Point localization data.
*** Begin section ***

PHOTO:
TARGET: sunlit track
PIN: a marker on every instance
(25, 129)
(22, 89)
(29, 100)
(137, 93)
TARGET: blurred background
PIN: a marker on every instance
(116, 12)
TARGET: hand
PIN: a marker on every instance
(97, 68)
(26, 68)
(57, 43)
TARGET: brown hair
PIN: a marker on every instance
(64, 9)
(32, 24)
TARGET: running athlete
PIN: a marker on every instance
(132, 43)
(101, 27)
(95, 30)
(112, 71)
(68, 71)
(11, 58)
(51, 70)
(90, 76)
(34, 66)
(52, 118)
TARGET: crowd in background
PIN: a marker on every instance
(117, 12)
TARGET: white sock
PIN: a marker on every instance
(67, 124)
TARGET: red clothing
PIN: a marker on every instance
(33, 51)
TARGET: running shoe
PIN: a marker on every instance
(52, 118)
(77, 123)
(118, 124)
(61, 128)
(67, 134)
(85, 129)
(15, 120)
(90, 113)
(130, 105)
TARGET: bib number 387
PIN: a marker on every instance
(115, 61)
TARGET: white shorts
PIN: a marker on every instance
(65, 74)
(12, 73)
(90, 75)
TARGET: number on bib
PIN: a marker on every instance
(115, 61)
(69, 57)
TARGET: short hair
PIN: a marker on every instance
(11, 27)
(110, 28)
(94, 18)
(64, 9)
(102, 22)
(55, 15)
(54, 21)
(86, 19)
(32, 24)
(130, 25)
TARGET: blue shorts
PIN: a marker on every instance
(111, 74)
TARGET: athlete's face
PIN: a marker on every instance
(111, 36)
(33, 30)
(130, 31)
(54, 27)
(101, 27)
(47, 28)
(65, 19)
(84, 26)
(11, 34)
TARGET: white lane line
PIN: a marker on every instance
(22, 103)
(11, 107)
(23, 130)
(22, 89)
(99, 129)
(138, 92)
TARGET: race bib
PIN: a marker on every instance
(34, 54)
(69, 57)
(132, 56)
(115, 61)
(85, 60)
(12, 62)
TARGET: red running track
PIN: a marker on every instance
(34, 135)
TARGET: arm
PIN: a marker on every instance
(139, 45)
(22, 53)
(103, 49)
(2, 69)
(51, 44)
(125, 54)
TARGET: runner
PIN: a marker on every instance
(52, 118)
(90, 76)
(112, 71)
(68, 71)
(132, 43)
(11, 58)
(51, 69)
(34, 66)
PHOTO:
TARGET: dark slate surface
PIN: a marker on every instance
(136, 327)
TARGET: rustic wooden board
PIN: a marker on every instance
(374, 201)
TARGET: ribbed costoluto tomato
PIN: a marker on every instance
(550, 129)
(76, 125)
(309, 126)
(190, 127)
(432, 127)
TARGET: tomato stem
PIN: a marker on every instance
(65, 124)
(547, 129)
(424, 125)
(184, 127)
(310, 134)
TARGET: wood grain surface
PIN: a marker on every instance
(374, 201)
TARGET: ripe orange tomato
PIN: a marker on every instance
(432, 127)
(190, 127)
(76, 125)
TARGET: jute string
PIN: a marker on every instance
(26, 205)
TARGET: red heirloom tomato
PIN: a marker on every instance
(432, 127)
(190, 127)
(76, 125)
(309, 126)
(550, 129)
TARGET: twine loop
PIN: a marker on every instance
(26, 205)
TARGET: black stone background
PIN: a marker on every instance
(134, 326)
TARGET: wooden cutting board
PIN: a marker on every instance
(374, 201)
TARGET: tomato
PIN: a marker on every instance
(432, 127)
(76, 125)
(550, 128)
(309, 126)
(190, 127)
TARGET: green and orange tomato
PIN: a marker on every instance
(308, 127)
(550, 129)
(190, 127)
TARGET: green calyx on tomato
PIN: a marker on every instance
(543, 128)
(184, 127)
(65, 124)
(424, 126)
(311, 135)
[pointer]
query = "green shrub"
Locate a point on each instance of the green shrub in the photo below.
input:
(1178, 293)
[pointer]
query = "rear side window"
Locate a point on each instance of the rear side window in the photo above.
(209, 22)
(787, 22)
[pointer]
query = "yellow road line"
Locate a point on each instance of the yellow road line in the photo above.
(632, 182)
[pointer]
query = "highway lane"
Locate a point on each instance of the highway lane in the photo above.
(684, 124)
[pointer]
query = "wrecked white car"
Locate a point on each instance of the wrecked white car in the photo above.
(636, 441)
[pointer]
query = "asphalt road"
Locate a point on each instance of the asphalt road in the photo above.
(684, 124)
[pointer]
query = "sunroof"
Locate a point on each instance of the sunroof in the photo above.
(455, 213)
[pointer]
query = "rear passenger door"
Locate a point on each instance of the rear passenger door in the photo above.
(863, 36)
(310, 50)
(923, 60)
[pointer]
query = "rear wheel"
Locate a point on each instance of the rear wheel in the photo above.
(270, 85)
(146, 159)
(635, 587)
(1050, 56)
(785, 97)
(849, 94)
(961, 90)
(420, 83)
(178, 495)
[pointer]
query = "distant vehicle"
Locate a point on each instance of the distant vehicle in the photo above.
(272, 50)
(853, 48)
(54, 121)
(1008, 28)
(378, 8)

*** End section ***

TASK GOAL.
Copy out each line of the records that holds the string "track".

ANSWER TO THIS PROBLEM.
TARGET: sunlit track
TARGET: red running track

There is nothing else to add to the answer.